*Study material:*
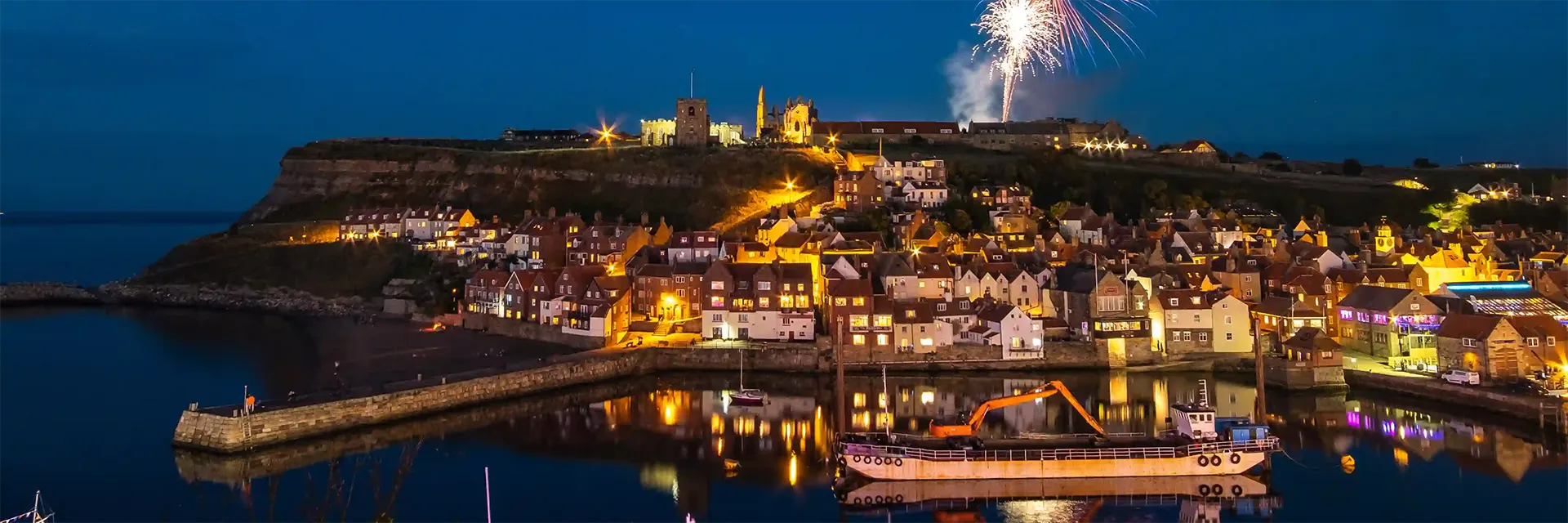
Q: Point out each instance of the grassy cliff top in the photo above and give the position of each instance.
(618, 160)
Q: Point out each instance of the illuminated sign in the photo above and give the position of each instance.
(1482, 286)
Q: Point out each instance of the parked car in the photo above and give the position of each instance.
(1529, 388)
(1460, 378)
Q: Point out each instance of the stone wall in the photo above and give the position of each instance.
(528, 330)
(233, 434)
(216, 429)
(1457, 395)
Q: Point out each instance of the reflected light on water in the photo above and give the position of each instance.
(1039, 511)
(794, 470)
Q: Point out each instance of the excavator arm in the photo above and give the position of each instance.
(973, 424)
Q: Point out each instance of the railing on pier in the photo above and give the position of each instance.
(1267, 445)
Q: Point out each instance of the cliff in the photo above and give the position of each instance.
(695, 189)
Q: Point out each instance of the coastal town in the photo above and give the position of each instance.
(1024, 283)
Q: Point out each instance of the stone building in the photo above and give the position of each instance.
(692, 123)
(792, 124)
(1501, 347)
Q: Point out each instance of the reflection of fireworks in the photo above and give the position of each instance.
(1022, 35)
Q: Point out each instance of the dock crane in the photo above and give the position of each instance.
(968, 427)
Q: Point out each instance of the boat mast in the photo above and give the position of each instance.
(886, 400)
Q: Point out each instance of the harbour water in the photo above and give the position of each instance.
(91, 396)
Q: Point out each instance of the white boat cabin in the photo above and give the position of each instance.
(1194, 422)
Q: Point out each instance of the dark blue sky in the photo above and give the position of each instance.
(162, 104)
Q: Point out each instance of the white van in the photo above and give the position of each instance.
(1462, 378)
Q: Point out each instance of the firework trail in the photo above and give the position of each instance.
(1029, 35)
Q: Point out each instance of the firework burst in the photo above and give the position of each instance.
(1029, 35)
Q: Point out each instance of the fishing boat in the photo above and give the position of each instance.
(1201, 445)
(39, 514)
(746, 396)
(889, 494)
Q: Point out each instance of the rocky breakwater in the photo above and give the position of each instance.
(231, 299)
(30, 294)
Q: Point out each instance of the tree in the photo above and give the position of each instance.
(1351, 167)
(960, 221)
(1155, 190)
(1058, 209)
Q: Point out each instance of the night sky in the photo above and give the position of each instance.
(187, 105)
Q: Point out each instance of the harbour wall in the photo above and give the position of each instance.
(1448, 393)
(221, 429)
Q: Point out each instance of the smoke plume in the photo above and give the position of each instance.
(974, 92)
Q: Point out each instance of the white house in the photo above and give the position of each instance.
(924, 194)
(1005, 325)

*What you should do:*
Images are not wanted in the copy. Please print the material above exactly.

*Task response:*
Q: Point out each instance of the grassy cliff top in the photo above and give the position of each instance.
(618, 160)
Q: Point out each instance of the illuminated sign in the photo above and give the position of each instance.
(1482, 286)
Q: Point out each instance of the parked car in the photo above and give the position of each instance.
(1529, 388)
(1460, 378)
Q: Point out each instance of the stone wall in the photo above and give the position of each instance.
(528, 330)
(233, 434)
(216, 429)
(1457, 395)
Q: Point out each instance of the reflected light on water in the photo above and give the position of each instance.
(1039, 511)
(794, 470)
Q: Point out each instance of the excavator arm in the photo above and give the position of each instance.
(973, 424)
Q: Point out each instance of the railing on pier in the photo above and give the position of each instance.
(1267, 445)
Q: Point out each instance of the cliff in the photo above and give the position of each instance.
(695, 189)
Q: Point out each instance of the coastal town in the photo above and give the position of each instance.
(1024, 283)
Q: Point out each instance of the stone building in the photo above and give the position of each instance.
(692, 123)
(792, 124)
(1501, 347)
Q: Point out each instance of the reflection of fireworks in the photo above and give the position of each instance.
(1022, 35)
Q: Point out each instance of the dock crane in the photo above and give the position of each instance.
(968, 427)
Q: Point out each instance of the boat mast in the photo above and give the position of each instance.
(886, 400)
Q: Point out each instance of the harbour water in the photo above and give the position of each instance.
(91, 396)
Q: Point out each instance of the white boat cabin in the photo above and give the position of each instance.
(1194, 422)
Q: Point out each instance of the dark blue sky in the photo above and give the position of each instance.
(162, 104)
Q: Point out each instance of the white van in the photo above and give the position of each instance.
(1462, 378)
Q: Point out each instance of the firework trail in the photo above and give the position of each instance.
(1029, 35)
Q: Point out each instance of the firework burst in the photo above and give the position of each instance.
(1029, 35)
Q: Point out each instance of the fishing boat in the photo above and give the position of each instance.
(1201, 445)
(39, 514)
(746, 396)
(889, 494)
Q: Point out each instance of the rocky breakwater in the photo above and give the position of each instance.
(231, 299)
(30, 294)
Q: Point out each instance of the tree in the photo above and give the position of each instance.
(1351, 167)
(960, 221)
(1155, 190)
(1058, 209)
Q: Point out each instance of the night sky in the photo above and give the position of each instance.
(187, 105)
Q: Point out each instance of the harbour wall in the photo above and give the position of each instance.
(1448, 393)
(221, 429)
Q: Point out each instance of the smoke plume in the photo above and give the position of each instance.
(974, 92)
Q: Point out each instance of the white house in the photo above and give the position of each instance.
(924, 194)
(1005, 325)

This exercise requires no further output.